◆ 作業内容:
**A)** 下の対象文章によると、ドイツが1990年代に財政赤字を続けていた理由は何ですか。1～3文で説明してください。
**B)** 下の対象文章のうち、「2つ目の競技は、専門家の分析」という語句を含む箇所から書き始め、「要なのでしょうが、健全です。」の直後で終えて、その範囲を一字一句違えずに書き記してください。

◆ 対象文章:
+---+

様々な力が試されますが、最初の競技は、新たな脅威に対する即応力です。シンガポールは、SARSの経験を生かして、さすがの瞬発力でした。日本の隣国は、まだ感染者がゼロと認識しているようですが、ここは「明るい北朝鮮」の圧倒的勝利でした。
2つ目の競技は、専門家の分析を理解する力。感染症疫学の専門家がほとんどいない国も問題ですが、CDCのような専門機関を持っていても、世界で最も死者が出てしまうこともあります。
3つ目は、国民救済競争。感染防止で、家にいろと命じるなら、生活費の補償が必須です。資金力が試される競技です。オリンピック選手は、本番当日頑張れば良いわけではありません。その前の4年間にどれだけのトレーニングをしたかが、当日の結果に反映されます。
下図は、財政収支のGDP比率です。シンガポールはずっと黒字なんですね。都市国家なので、国土インフラへの投資が不要なのでしょうが、健全です。
オランダも、2016年以降は黒字にしてました。これだけ社会インフラに投資をしながら、リーマンショックを乗り越えて黒字に戻していたのは、立派だと思います。
ドイツが90年代赤字が続いていたのは、東ドイツの統合を抱えていたからですね。2007年でそれを終え、リーマンショックを乗り越えて、2012年以降は黒字を維持していました。

+---+

◆ 抽出データ:
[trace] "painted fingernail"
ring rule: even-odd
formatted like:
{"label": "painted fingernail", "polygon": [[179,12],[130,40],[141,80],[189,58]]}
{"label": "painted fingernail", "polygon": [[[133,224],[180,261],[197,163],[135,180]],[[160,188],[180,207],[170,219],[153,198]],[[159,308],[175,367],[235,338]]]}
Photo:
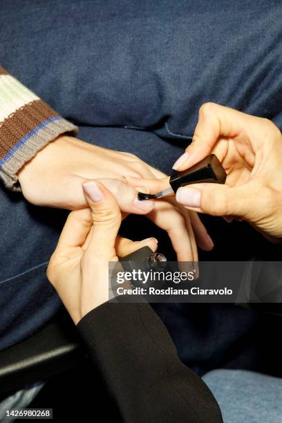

+---+

◆ 解答例:
**A)** 東ドイツの統合という負担を抱えていたためです。ドイツはこれを2007年で終え、リーマンショックも乗り越えて、2012年以降は黒字を維持していました。

**B)**
2つ目の競技は、専門家の分析を理解する力。感染症疫学の専門家がほとんどいない国も問題ですが、CDCのような専門機関を持っていても、世界で最も死者が出てしまうこともあります。
3つ目は、国民救済競争。感染防止で、家にいろと命じるなら、生活費の補償が必須です。資金力が試される競技です。オリンピック選手は、本番当日頑張れば良いわけではありません。その前の4年間にどれだけのトレーニングをしたかが、当日の結果に反映されます。
下図は、財政収支のGDP比率です。シンガポールはずっと黒字なんですね。都市国家なので、国土インフラへの投資が不要なのでしょうが、健全です。